In 1980, Miller was persuaded to join the troubled BBC Television Shakespeare project (1978–85). He became producer (1980–82) and directed six of the plays himself, beginning with a well received Taming of the Shrew starring John Cleese. In the early 1980s, Miller was a popular and frequent guest on PBS' Dick Cavett Show. Miller wrote and presented the BBC television series, and accompanying book, States of Mind in 1983 and the same year directed Roger Daltrey as Macheath, the outlaw hero of the BBC's production of John Gay's 1728 ballad opera, The Beggar's Opera. He also became chair of Edinburgh Festival Fringe board of directors. In 1984, he studied neuropsychology with Dr. Sandra Witelson at McMaster University in Hamilton, Ontario, Canada, before becoming a neuropsychology research fellow at the University of Sussex the following year.

In 1990, Miller wrote and presented a joint BBC/Canadian production titled, Born Talking: A Personal Inquiry into Language. The four-part series looked into the acquisition of language, and complexities surrounding language production, with special focus on sign language used by deaf people. This interest was contemporaneous with his friend Oliver Sacks' immersion in, and writing/publishing a book about Deaf Culture and deaf people entitled Seeing Voices. Miller then wrote and presented the television series Madness (1991) and Jonathan Miller on Reflection (1998). The five-part Madness series ran on PBS in 1991. It featured a brief history of madness and interviews with psychiatric researchers, clinical psychiatrists, and patients in therapy sessions. In 1992, Opera Omaha staged the United States premiere of the Gioachino Rossini's 1819 opera Ermione, directed by Miller.

================================

TASK 1 -
Quote the passage on Jonathan Miller's career word for word, beginning at "In 1990, Miller" and stopping after "directed by Miller.".
TASK 2 -
Please continue the passage on Jonathan Miller's career from the point where it ends.
The items that follow come from a different source than the passage on Jonathan Miller's career.

MATERIAL SHOWN -
================================

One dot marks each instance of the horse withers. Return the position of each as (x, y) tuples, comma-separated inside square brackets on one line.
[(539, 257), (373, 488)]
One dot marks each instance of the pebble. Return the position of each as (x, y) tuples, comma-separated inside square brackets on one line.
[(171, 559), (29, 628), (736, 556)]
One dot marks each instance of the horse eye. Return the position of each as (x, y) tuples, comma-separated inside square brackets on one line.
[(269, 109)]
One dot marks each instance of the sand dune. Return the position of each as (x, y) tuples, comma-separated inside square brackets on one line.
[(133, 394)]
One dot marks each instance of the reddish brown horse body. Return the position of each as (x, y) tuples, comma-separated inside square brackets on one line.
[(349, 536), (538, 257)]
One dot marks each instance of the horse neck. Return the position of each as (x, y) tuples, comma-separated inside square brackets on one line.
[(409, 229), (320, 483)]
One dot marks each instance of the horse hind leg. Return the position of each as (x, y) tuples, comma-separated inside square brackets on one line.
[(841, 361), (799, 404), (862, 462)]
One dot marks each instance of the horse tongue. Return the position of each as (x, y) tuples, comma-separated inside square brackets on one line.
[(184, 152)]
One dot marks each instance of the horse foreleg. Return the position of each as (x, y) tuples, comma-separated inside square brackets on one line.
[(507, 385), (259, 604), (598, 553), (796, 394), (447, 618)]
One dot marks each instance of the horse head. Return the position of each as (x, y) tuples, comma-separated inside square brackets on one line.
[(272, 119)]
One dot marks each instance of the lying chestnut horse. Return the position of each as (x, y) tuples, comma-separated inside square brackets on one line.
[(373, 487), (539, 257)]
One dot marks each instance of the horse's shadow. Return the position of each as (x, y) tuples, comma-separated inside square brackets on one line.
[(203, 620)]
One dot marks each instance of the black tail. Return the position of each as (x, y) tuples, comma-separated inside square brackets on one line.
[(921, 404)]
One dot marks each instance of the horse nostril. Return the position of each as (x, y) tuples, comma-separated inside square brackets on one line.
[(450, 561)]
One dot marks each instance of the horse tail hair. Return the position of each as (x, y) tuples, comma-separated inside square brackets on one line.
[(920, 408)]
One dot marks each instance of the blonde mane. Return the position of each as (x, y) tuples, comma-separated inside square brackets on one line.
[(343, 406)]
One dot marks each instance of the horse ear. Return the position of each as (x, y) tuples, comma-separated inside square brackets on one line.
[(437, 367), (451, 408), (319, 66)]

================================

EXERCISE RESULT 1 -
In 1990, Miller wrote and presented a joint BBC/Canadian production titled, Born Talking: A Personal Inquiry into Language. The four-part series looked into the acquisition of language, and complexities surrounding language production, with special focus on sign language used by deaf people. This interest was contemporaneous with his friend Oliver Sacks' immersion in, and writing/publishing a book about Deaf Culture and deaf people entitled Seeing Voices. Miller then wrote and presented the television series Madness (1991) and Jonathan Miller on Reflection (1998). The five-part Madness series ran on PBS in 1991. It featured a brief history of madness and interviews with psychiatric researchers, clinical psychiatrists, and patients in therapy sessions. In 1992, Opera Omaha staged the United States premiere of the Gioachino Rossini's 1819 opera Ermione, directed by Miller.

EXERCISE RESULT 2 -
In 2004, Miller wrote and presented a television series on atheism entitled Atheism: A Rough History of Disbelief (more commonly referred to as Jonathan Miller's Brief History of Disbelief) for BBC Four, exploring the roots of his own atheism and investigating the history of atheism in the world. Individual conversations, debates and discussions for the series that could not be included due to time constraints were aired in a six-part series entitled The Atheism Tapes. He also appeared on a BBC Two programme in February 2004, called What the World Thinks of God appearing from New York. The original three-part series aired on public television in the United States in 2007.[15] In 2007, Miller directed The Cherry Orchard at The Crucible, Sheffield, his first work on the British stage for 10 years. He also directed Monteverdi's L'Orfeo in Manchester and Bristol, and Der Rosenkavalier in Tokyo and gave talks throughout Britain during 2007 called An Audience with Jonathan Miller in which he spoke about his life for an hour and then fielded questions from the audience. He also curated an exhibition on camouflage at the Imperial War Museum. He appeared at the Royal Society of the Arts in London discussing humour (4 July 2007) and at the British Library on religion (3 September 2007). In January 2009, after a break of 12 years, Miller returned to the English National Opera to direct his own production of La bohème, notable for its 1930s setting. This same production ran at the Cincinnati Opera in July 2010, also directed by Miller.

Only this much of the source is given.